ЧТО НУЖНО СДЕЛАТЬ >>
1. Воспроизведите дословно фрагмент текстового блока от слов «В самый день» до слов «хлеба и проч.» включительно.
2. Изложите в виде краткого списка абзац текстового блока, начинающийся словами «В самый день Пасхи приехали мы в В.». Основные факты абзаца нужно сохранить.

ТЕКСТОВЫЙ БЛОК >>

Время, назначенное к определению моему, приближалось – это было к Новому году. Дня этого я, разумеется, ожидал с величайшим нетерпением, надеялся и в тоже время не очень верил. Находясь в таком томительном ожидании накануне Нового года, вдруг слышу, что мой благодетель получил указ об отставке. Это меня как громом поразило и действительно на другой же день приготовления к выезду [л. 3] из дворца. Переезд сей и уничтожение моих надежд привели меня только в уныние. Мы переселились к светлейшему З, где образ жизни почти не имел никакой перемены, но здесь я находил утешение в превосходной музыке, которая составлялась каждую неделю из лучших охотников, в числе коих всегда находился известный Диц89. С этих музыкальных собраний я всегда должен был уходить вследствие того, что равнодушно без слез не мог тогда слушать хорошей музыки. Живя таким образом здесь некоторое время, во мне родилось сильное непреодолимое желание уехать куда-нибудь из Петербурга на службу. Благодаря стараниям дяди моего мне было предложено ехать с губернатором в В… губернию, и я с удовольствием согласился, а потому и переехал к нему, чтобы с ним вместе отправиться в путь.
Из М[осквы]90 ехал я до В. с товарищем, молодым человеком; с ним ознакомился, как с попутчиком, не больше. По крайней мере так было с моей стороны, ибо я был занят больше собою и мало о чем говорил с ним. У Зверинца, шедши пешком, я опередил его и вижу, что на дороге лежит хлеб. Я с радостию поднял его и с трепещущим сердцем взглянул на небо, благодаря Бога от всей души, что он вояж мой осчастливил высоким насущным даром.
В самый день Пасхи приехали мы в В. Благосклонность моего начальника много облегчала меня, но расстроенное состояние моего духа так тревожило меня, что я, живя у него, против своей воли был скучен. После Св. Недели мы со всем домом губернатора и многими чиновниками отправились в В., куда кое-как добрались только через 11 дней по случаю разлития рек91. О городе В. и его окрестностях ничего замечательного положительно сказать нельзя. В суровых нравах жителей кажется живо изображена суровость севера. Вскоре мне дана была должность, но уныние не оставляло меня. Читал книги, брал их с собою в город и внимательнее присматривался [л. 3 об.] ко всему меня окружающему. У губернатора я был как свой человек, имел много поручений – не по летам и опытности, но единственно из-за его доверия ко мне. Был командирован для набора рекрут при вице-губернаторе92, по поставке в Петербург хлеба и проч.

(Фрагменты данных разметки местоположений)
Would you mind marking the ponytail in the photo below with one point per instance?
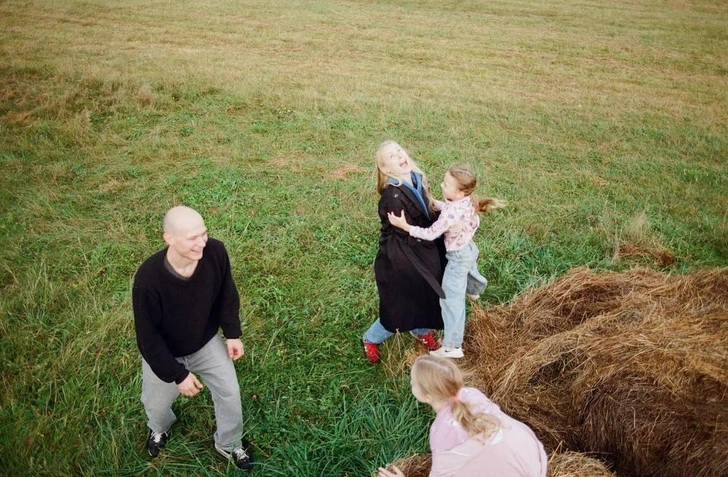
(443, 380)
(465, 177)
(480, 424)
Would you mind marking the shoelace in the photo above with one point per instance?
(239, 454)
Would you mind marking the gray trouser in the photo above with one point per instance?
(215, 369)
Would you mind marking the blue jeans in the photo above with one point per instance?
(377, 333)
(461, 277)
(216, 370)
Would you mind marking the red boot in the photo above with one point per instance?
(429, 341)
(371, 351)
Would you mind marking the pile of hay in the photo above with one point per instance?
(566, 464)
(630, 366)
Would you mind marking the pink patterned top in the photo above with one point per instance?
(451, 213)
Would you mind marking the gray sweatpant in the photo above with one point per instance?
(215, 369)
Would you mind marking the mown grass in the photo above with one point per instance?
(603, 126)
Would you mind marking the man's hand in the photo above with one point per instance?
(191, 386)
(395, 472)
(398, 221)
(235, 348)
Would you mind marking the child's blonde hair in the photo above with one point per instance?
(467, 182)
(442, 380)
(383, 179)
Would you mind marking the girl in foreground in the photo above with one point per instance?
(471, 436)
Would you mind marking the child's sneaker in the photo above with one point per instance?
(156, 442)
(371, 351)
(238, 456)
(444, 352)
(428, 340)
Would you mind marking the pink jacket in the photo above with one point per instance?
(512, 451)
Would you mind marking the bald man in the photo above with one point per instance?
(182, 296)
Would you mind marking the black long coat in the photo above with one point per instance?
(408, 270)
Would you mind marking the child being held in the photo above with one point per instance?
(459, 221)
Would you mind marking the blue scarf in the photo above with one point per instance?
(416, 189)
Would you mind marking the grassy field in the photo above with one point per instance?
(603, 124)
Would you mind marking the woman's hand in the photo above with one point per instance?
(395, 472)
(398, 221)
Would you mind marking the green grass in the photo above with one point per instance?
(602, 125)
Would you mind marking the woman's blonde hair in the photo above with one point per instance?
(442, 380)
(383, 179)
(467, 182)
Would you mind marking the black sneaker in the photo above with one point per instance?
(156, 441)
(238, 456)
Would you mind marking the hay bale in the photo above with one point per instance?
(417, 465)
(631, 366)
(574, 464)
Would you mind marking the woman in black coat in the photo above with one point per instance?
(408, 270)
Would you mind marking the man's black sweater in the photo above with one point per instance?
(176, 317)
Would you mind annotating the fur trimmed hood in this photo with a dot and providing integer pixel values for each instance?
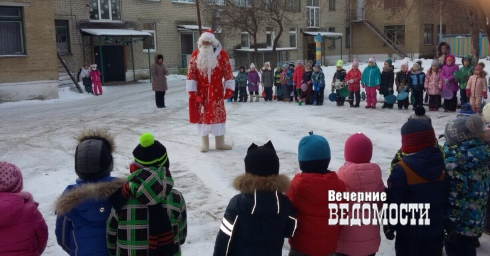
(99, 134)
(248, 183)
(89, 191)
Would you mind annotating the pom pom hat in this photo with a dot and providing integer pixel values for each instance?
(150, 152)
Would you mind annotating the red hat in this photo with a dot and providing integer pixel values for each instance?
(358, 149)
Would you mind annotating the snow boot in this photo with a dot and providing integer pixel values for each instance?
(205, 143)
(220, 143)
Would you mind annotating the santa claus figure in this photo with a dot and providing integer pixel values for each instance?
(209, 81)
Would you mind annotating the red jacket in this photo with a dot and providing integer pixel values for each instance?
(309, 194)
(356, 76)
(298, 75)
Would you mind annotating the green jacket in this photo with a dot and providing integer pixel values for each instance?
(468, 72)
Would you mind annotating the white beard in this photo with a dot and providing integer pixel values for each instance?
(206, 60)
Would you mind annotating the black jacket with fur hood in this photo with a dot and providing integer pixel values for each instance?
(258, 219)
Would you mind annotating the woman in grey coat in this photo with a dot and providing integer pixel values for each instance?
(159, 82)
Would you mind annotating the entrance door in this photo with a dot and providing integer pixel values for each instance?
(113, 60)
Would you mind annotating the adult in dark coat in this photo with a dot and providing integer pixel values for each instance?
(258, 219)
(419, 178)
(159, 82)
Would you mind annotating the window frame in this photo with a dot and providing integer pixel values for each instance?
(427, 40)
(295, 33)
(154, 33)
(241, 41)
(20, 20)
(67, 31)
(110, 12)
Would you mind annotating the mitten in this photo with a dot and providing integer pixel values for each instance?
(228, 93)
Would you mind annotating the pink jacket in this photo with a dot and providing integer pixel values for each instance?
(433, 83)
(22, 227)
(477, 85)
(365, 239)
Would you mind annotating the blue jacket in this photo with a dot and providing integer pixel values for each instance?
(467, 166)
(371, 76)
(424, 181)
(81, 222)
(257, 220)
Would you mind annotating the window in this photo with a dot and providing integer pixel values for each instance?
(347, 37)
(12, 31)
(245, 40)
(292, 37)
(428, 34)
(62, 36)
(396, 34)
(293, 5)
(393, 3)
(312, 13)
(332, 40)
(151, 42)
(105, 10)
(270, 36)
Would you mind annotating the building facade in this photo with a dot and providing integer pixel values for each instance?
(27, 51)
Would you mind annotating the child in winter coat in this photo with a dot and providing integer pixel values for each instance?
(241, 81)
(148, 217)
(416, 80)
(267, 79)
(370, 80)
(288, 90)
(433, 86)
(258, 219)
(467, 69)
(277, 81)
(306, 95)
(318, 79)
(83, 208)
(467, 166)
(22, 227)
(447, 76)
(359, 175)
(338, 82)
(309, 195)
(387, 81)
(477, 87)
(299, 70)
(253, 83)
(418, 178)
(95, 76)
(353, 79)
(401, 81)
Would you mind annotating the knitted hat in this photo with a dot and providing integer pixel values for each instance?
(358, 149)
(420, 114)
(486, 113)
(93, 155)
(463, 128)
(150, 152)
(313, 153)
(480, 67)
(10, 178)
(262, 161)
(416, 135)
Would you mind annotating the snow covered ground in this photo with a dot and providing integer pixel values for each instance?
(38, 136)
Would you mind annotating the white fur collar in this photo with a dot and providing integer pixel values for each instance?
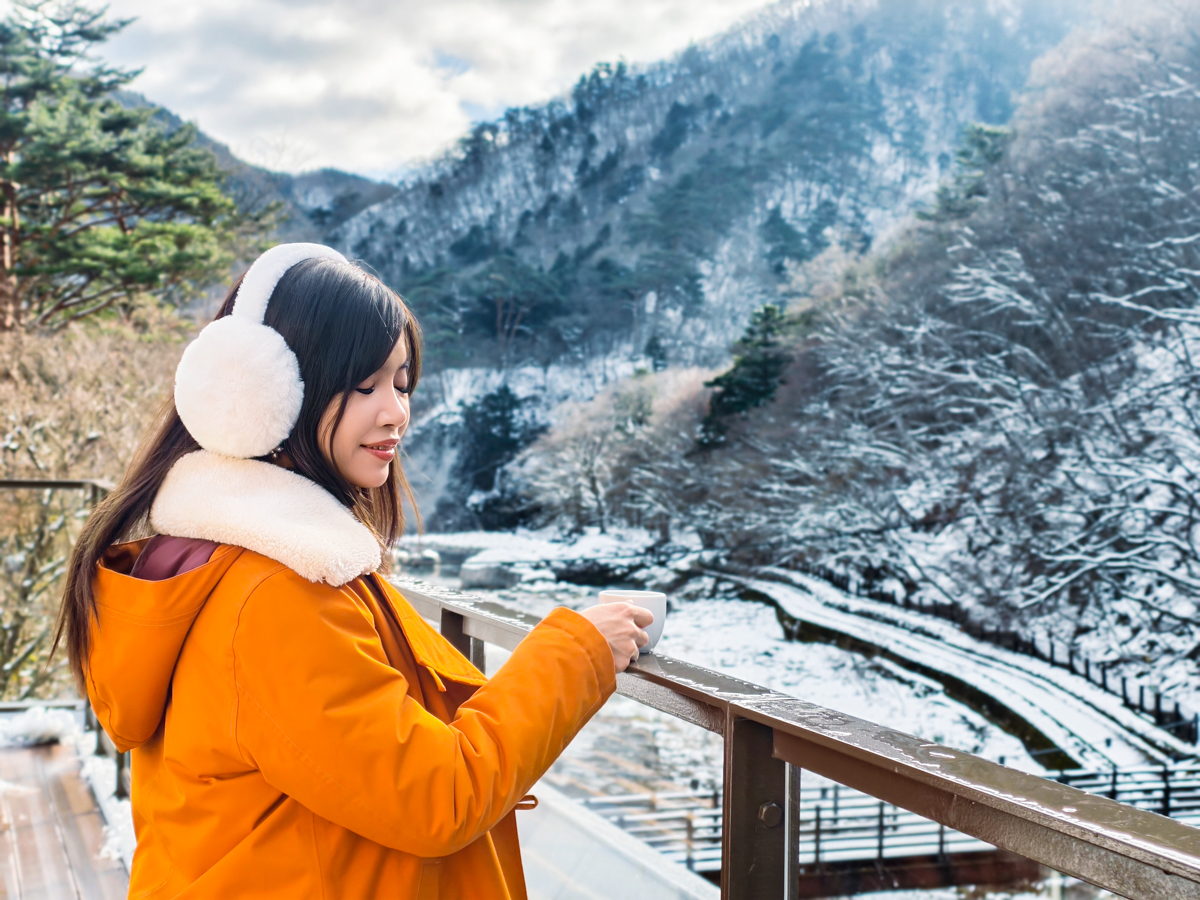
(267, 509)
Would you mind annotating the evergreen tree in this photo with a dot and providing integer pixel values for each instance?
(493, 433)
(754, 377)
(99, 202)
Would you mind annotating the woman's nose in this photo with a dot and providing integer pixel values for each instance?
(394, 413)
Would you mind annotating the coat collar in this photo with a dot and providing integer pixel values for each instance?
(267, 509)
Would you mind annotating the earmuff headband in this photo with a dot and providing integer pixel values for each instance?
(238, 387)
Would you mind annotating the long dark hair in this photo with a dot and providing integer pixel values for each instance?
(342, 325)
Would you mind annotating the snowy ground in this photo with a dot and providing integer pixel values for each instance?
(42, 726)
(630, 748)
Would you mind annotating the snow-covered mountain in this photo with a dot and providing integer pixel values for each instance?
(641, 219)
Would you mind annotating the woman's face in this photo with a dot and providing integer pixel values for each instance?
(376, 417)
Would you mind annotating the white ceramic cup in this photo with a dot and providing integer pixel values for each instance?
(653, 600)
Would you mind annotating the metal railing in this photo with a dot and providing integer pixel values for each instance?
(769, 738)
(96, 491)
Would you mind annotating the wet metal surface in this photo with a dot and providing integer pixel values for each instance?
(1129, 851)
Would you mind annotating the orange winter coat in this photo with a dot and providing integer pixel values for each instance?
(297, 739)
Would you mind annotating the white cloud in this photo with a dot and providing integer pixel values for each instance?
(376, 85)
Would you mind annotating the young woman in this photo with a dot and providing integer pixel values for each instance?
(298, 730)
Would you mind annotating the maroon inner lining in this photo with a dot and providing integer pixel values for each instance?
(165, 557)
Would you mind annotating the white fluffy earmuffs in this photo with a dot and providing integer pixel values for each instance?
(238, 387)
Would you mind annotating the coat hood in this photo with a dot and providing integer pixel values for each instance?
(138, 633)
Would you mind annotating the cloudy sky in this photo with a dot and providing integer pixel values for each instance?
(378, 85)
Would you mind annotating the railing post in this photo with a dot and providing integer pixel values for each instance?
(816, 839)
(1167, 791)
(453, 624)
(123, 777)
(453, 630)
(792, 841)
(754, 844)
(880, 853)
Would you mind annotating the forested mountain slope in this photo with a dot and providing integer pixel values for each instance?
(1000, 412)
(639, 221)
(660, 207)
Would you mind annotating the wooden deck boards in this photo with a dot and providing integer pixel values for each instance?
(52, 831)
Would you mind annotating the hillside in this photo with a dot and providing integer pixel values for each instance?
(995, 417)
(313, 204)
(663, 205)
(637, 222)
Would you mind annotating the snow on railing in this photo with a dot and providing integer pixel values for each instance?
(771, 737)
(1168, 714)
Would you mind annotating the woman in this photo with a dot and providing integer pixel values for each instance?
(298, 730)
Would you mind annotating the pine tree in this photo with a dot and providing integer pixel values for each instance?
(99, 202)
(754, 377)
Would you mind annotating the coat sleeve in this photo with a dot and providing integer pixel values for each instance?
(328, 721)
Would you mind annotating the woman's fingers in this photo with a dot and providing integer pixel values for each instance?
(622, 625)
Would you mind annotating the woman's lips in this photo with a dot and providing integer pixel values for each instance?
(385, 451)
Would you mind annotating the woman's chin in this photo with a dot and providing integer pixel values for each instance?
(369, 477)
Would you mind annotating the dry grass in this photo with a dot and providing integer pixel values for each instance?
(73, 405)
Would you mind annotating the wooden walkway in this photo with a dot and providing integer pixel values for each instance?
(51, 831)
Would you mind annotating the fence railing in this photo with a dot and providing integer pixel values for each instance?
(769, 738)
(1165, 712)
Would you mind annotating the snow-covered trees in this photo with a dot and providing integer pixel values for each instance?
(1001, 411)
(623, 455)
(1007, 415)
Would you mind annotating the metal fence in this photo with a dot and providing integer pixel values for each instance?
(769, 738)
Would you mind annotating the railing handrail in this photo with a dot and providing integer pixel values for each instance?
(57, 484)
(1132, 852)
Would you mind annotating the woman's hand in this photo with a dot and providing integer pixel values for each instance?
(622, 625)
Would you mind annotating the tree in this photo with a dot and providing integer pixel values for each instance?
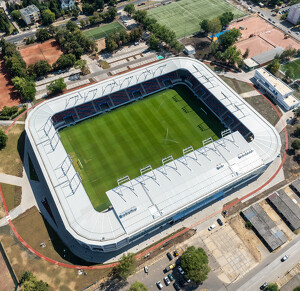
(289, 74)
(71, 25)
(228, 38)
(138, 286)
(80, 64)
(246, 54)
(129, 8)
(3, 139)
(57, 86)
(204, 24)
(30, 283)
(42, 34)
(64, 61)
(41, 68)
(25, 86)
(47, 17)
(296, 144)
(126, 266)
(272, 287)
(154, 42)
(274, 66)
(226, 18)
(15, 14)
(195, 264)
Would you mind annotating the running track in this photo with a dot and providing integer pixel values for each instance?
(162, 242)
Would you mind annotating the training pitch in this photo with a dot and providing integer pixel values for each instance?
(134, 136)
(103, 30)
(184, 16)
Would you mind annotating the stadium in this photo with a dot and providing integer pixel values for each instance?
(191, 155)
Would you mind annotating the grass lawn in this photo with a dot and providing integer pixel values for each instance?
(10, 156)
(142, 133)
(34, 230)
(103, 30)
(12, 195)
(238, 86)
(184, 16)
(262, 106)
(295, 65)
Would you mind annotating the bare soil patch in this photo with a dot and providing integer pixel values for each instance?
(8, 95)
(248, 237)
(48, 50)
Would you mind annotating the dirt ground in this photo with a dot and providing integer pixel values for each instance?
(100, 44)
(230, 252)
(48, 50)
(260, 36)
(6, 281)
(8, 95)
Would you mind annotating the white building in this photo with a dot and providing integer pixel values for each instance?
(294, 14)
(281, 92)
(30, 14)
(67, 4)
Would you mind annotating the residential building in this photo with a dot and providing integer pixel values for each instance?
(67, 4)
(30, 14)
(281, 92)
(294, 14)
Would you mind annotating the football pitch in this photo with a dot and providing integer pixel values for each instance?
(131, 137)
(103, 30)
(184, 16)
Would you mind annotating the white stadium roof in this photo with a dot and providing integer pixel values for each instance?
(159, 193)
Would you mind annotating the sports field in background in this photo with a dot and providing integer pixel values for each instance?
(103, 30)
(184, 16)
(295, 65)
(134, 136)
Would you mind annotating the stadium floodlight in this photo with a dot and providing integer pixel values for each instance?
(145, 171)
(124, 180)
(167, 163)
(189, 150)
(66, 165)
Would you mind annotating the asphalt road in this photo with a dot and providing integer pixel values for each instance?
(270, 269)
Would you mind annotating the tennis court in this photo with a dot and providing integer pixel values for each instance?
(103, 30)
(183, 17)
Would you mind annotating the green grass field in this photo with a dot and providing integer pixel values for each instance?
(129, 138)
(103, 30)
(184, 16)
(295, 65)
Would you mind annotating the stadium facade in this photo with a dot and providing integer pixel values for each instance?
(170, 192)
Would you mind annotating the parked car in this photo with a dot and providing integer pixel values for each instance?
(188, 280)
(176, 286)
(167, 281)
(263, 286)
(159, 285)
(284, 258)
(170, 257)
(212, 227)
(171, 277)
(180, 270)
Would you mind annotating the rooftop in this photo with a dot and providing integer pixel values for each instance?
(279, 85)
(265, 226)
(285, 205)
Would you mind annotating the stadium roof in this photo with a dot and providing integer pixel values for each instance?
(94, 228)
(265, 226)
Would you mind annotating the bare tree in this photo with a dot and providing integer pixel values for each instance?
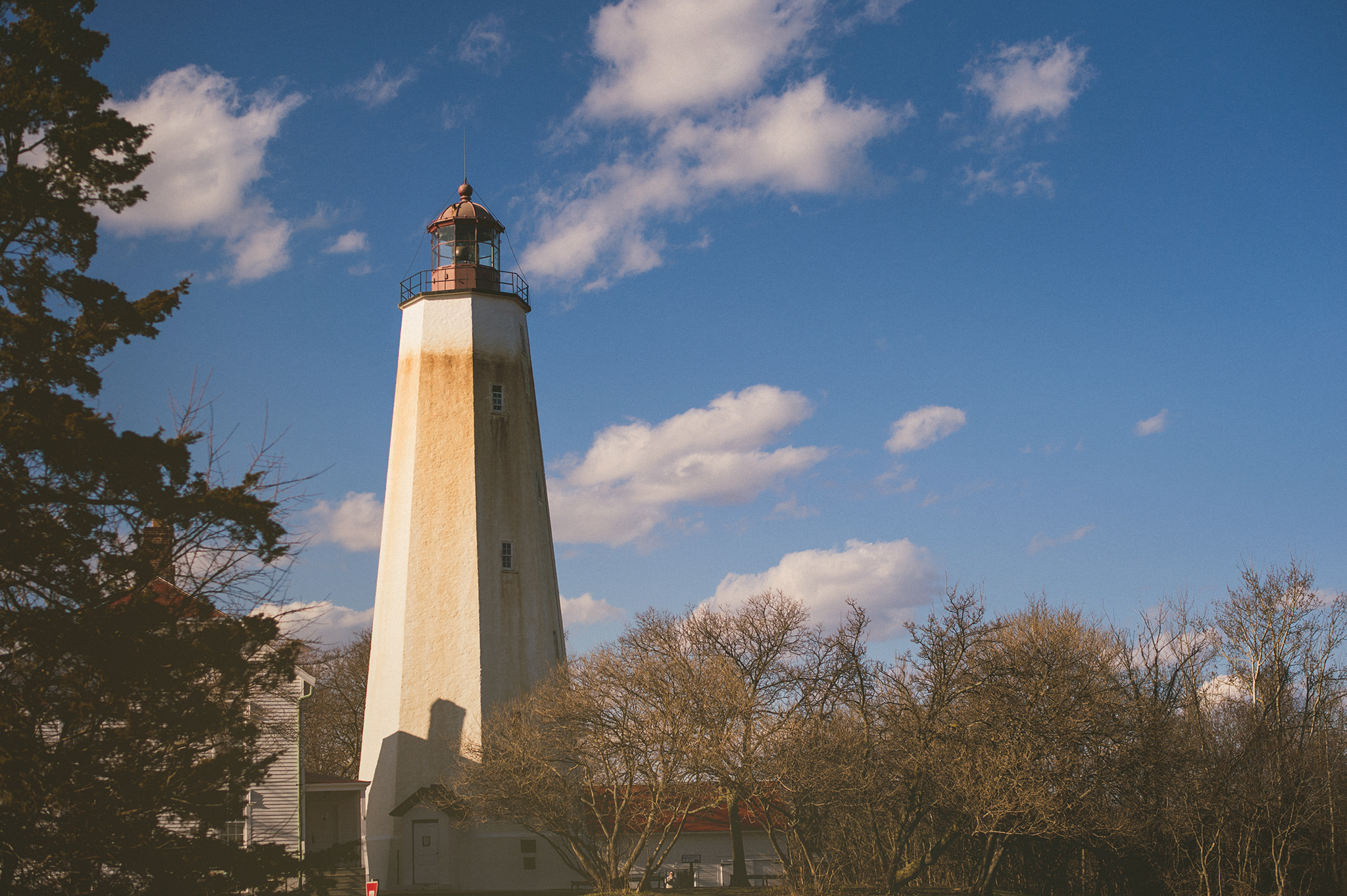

РЕШЕНИЯ ЗАДАНИЙ >>
1.
В самый день Пасхи приехали мы в В. Благосклонность моего начальника много облегчала меня, но расстроенное состояние моего духа так тревожило меня, что я, живя у него, против своей воли был скучен. После Св. Недели мы со всем домом губернатора и многими чиновниками отправились в В., куда кое-как добрались только через 11 дней по случаю разлития рек91. О городе В. и его окрестностях ничего замечательного положительно сказать нельзя. В суровых нравах жителей кажется живо изображена суровость севера. Вскоре мне дана была должность, но уныние не оставляло меня. Читал книги, брал их с собою в город и внимательнее присматривался [л. 3 об.] ко всему меня окружающему. У губернатора я был как свой человек, имел много поручений – не по летам и опытности, но единственно из-за его доверия ко мне. Был командирован для набора рекрут при вице-губернаторе92, по поставке в Петербург хлеба и проч.

2.
- В самый день Пасхи приехали в В.
- Благосклонность начальника облегчала положение, но из-за расстроенного состояния духа, живя у него, я был скучен.
- После Св. Недели вместе со всем домом губернатора и многими чиновниками отправились в В. Из-за разлития рек добирались туда 11 дней.
- О городе В. и его окрестностях ничего замечательного сказать нельзя. В суровых нравах жителей видна суровость севера.
- Вскоре получил должность, но уныние не оставляло.
- Читал книги, брал их с собой в город и внимательнее присматривался ко всему вокруг.
- У губернатора был как свой человек и получал много поручений. Их давали не по летам и опытности, а из-за доверия губернатора.
- Был командирован для набора рекрут при вице-губернаторе и по поставке хлеба в Петербург.